• [Données de travail]
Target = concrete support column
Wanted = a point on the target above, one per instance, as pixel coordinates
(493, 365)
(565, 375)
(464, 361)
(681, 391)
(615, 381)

• [Consignes]
Disposez les lignes des entrées ci-dessus en un tableau Markdown comportant deux colonnes, « Numéro » et « Entrée », sans reprendre les lignes vides.

• [Résultat de l'exercice]
| Numéro | Entrée |
|---|---|
| 1 | Target = concrete support column |
| 2 | Wanted = a point on the target above, one per instance, as pixel coordinates |
| 3 | (493, 365) |
| 4 | (565, 375) |
| 5 | (464, 361) |
| 6 | (681, 391) |
| 7 | (615, 381) |